▶ SHORT EXERCISE: All records below must be retyped exactly.

▶ EXERCISE INPUTS:
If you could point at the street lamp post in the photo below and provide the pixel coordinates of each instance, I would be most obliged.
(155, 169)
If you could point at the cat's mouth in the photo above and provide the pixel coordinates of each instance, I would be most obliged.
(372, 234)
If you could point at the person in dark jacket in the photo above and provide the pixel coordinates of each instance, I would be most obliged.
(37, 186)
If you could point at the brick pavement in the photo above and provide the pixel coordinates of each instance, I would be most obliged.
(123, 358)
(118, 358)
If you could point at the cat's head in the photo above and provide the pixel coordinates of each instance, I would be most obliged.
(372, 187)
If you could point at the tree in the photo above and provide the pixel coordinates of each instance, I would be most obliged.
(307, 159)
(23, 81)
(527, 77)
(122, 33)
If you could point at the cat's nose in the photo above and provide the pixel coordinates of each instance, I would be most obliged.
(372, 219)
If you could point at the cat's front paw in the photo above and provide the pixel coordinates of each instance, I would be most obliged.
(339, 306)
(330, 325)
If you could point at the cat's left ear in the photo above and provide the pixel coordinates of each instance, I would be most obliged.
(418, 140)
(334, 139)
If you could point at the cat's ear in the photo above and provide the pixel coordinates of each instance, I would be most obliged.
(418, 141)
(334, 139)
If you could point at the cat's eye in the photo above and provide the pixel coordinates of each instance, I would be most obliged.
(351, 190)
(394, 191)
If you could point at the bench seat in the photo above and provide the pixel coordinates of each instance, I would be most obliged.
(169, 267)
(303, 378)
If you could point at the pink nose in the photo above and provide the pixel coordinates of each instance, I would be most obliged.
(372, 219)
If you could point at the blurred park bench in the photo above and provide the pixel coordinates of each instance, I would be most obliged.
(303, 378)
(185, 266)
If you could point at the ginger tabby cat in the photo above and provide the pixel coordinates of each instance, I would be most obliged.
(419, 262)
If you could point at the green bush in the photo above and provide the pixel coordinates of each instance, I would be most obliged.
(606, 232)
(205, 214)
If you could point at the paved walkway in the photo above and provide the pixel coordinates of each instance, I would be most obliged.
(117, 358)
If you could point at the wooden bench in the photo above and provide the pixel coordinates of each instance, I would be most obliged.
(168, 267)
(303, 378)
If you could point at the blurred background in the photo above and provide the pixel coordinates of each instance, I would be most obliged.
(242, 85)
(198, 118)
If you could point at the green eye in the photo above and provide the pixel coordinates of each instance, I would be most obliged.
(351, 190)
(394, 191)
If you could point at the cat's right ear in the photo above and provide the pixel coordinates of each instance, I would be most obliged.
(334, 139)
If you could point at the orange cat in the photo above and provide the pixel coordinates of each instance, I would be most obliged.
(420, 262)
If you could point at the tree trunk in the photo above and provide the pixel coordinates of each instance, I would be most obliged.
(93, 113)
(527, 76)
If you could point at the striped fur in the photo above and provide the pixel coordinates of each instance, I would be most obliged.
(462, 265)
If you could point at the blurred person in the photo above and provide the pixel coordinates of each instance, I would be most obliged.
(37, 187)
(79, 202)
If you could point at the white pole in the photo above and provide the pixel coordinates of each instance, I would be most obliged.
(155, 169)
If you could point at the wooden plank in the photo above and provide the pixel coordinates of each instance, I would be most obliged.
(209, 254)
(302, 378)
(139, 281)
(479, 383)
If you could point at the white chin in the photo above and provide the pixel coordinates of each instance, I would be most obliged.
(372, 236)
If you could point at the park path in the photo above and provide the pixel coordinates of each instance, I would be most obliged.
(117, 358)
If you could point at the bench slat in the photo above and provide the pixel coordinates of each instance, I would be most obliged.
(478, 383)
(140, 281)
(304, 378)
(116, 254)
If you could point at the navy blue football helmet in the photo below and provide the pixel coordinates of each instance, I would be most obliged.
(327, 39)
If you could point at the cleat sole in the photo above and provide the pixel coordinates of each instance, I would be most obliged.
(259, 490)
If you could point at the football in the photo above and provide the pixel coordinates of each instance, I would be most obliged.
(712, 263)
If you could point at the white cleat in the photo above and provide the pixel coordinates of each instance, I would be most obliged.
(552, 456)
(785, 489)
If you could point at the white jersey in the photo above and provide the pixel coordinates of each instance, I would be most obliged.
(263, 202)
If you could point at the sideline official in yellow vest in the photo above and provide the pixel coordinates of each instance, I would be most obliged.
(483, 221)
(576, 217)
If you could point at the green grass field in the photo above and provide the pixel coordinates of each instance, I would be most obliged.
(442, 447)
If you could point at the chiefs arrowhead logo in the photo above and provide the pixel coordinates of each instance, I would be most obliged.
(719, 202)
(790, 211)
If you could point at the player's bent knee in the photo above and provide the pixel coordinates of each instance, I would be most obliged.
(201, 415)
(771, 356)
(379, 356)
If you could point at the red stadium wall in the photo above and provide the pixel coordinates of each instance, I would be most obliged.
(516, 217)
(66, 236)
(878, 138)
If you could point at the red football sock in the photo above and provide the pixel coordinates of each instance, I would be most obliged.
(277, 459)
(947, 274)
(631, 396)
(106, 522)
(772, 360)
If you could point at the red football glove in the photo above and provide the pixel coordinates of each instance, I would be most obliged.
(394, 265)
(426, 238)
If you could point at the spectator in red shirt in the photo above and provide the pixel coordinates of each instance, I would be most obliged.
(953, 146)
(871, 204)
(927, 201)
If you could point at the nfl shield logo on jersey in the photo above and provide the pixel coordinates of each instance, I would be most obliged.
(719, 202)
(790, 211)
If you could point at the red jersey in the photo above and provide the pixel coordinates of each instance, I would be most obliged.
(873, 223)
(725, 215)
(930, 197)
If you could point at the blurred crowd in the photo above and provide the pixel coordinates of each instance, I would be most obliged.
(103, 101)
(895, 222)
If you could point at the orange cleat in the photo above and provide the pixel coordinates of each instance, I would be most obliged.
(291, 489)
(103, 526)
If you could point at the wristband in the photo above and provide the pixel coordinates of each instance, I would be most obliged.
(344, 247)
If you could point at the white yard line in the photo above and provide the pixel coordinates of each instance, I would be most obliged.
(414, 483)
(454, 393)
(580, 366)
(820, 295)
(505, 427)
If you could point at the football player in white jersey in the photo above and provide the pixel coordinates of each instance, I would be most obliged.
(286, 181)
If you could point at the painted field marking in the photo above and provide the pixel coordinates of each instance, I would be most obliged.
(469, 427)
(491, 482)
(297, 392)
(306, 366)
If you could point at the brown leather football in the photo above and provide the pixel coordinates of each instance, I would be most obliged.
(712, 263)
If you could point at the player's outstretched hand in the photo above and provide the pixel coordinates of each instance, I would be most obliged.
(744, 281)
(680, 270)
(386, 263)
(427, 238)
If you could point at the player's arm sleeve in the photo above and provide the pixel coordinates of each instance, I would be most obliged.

▶ SOLVED PROBLEM:
If you could point at the street lamp post in the photo below and provide the pixel coordinates of each instance, I would be most obliged.
(155, 169)
If you could point at the cat's mouth in the photo above and provide the pixel coordinates of each instance, I would be most obliged.
(372, 234)
If you could point at the person in dark jacket in the photo above and provide the pixel coordinates of each instance, I would be most obliged.
(37, 186)
If you could point at the brick pavement in the photo above and provide the pixel coordinates of each instance, I would be most obliged.
(123, 358)
(118, 358)
If you could point at the cat's head in the photo above and provide the pixel coordinates of each instance, I would be most obliged.
(372, 187)
If you could point at the tree in the photo above and provide the pixel coordinates of each instance, I would be most obliged.
(307, 159)
(23, 81)
(527, 77)
(122, 33)
If you could point at the cat's nose in the photo above and provide the pixel coordinates of each instance, I would be most obliged.
(372, 219)
If you could point at the cat's front paw in the photo above and provide the pixel coordinates of each instance, I would be most obliged.
(339, 306)
(330, 325)
If you could point at the cat's left ear in the photo above and provide the pixel coordinates of each instance, I would be most obliged.
(418, 140)
(334, 139)
If you could point at the cat's ear in the photo above and provide the pixel coordinates of each instance, I would be most obliged.
(418, 141)
(334, 139)
If you could point at the cat's eye in the photo above and provide the pixel coordinates of each instance, I would be most obliged.
(351, 190)
(394, 191)
If you could point at the bench seat in the photo above and provide the pixel coordinates of each instance, I would be most obliged.
(169, 267)
(303, 378)
If you could point at the pink nose in the photo above and provide the pixel coordinates of each instance, I would be most obliged.
(372, 219)
If you could point at the blurred park bench in the photo above and provide the pixel coordinates of each instance, I would be most obliged.
(303, 378)
(185, 266)
If you could point at the ginger tabby cat in the photo above and provide the pixel coordinates of each instance, I would be most obliged.
(419, 262)
If you could point at the green bush in the photo above and provide the pixel coordinates of each instance, I would be most obliged.
(606, 232)
(205, 214)
If you could point at the paved walkway in the photo above and provide the pixel coordinates of each instance, I would be most obliged.
(117, 358)
If you could point at the wooden bench in the photo above and provide the pixel coordinates of each instance, I would be most obliged.
(168, 267)
(303, 378)
If you could point at the blurred background in the photo above and provide the pixel coordinates of each instance, I would be most obliged.
(242, 85)
(198, 118)
If you could point at the green eye in the photo above and provide the pixel coordinates of each instance, I would be most obliged.
(351, 190)
(394, 191)
If you could point at the cat's right ear in the photo above and provide the pixel coordinates of each instance, I would be most obliged.
(334, 139)
If you could point at the orange cat in the photo above and provide the pixel coordinates of each instance, I would be most obliged.
(420, 262)
If you could point at the tree trunk in the photo above and provide the pixel coordinates of each instance, I would be most obliged.
(93, 113)
(527, 76)
If you could point at the striped fur in the photo above and provide the pixel coordinates of each instance, I would be most obliged.
(462, 265)
If you could point at the blurred person in the photo above and provide the pixel coordinates of each instance, I would be most obliged.
(37, 187)
(79, 202)
If you could point at the white pole in the photo above and provide the pixel coordinates of each instance, I would be most obliged.
(155, 169)
If you could point at the wooden plank in the photo above and provide the pixel coordinates of each instance, I would be most obliged.
(209, 254)
(302, 378)
(139, 281)
(479, 383)
If you could point at the white chin in the photo above and provide the pixel coordinates of each instance, I would be most obliged.
(372, 236)
If you could point at the park path in the photo above and provide the pixel coordinates of each instance, I would be most obliged.
(117, 358)
If you could point at the bench slat in the photo above and provide the pixel coordinates of each instance, I would be most obliged.
(478, 383)
(140, 281)
(304, 378)
(116, 254)
If you could point at the navy blue football helmet in the photo below and provide the pixel coordinates of each instance, I would be most obliged.
(327, 39)
If you could point at the cleat sole in the photo above and provide the pixel coordinates of each instance, I would be most obliged.
(259, 490)
If you could point at the football in the photo above and provide the pixel coordinates of each instance, I would be most obliged.
(712, 263)
If you could point at the white cleat in the photo above and provide the pixel coordinates of each instance, I would be most obliged.
(552, 456)
(785, 489)
If you could point at the white jersey in the photo above and provide the pixel coordinates of each instance, I would be most obliged.
(263, 202)
If you could point at the sideline official in yellow vest in the photo above and provide the pixel coordinates of each instance, I would be most obliged.
(483, 221)
(576, 217)
If you could point at the green grass field in the photo above and provide the pixel coordinates of each instance, I would be most obliged.
(442, 447)
If you could point at the chiefs arrowhead logo in the photo above and provide the pixel coordinates of each instance, I would be most obliged.
(719, 202)
(790, 211)
If you could point at the player's bent knee in the photo above and provide the pixel coordinates of each instance, I would be most obliged.
(201, 415)
(771, 356)
(379, 356)
If you could point at the red stadium wall in the photo above and provide the pixel coordinates of each instance, I would be most obliged.
(516, 217)
(66, 236)
(878, 138)
If you could point at the red football sock in the photo above and provide the pixel coordinates of each instance, I would be most obliged.
(277, 459)
(947, 274)
(631, 396)
(106, 522)
(772, 360)
If you could point at the red football glove in the photo above and provide the pixel coordinates of each instance, I would be most obliged.
(394, 265)
(426, 238)
If you could point at the spectator in red shirt in the photo above and provide the pixel coordinates of each instance, I would be most obliged.
(953, 146)
(871, 204)
(927, 201)
If you could point at the nfl shield logo on jersey in the photo above and provide the pixel coordinates of each instance, I would be most obliged.
(719, 202)
(790, 211)
If you could point at the red jersey in the photo above and provide the pixel coordinates of each instance, I would be most obliged.
(873, 223)
(725, 215)
(930, 197)
If you could point at the blurred crowd in the photo above and provide the pixel coordinates of each instance, I would be most obliged.
(103, 101)
(895, 222)
If you could point at the orange cleat in the photo above and provide the pixel coordinates of each instance, I would be most obliged.
(291, 489)
(103, 526)
If you could point at the wristband in the photo above and provide the pixel coordinates of each instance, I would be most obliged.
(344, 247)
If you could point at the white yard line in the photo above and provide the pixel coordinates of each instance, I would be most obliged.
(414, 483)
(454, 393)
(580, 366)
(820, 295)
(505, 427)
If you could point at the football player in white jersey in the photo above and provide the pixel coordinates of each instance, I would be most obliged.
(286, 181)
If you could point at the painted field marking in the photo above and provide the pixel coordinates of each instance, I would be most obliged.
(469, 427)
(491, 482)
(297, 392)
(306, 366)
If you could point at the brown leather football in the photo above and provide the pixel coordinates of each instance, I would be most obliged.
(712, 263)
If you could point at the player's outstretched hand in the photo above and provide the pixel coordinates of each instance, I would be most obliged.
(744, 281)
(680, 270)
(386, 263)
(427, 238)
If you could point at the player's arm sleeve in the photo above and provide the pixel coordinates of each instance, I would be most obliged.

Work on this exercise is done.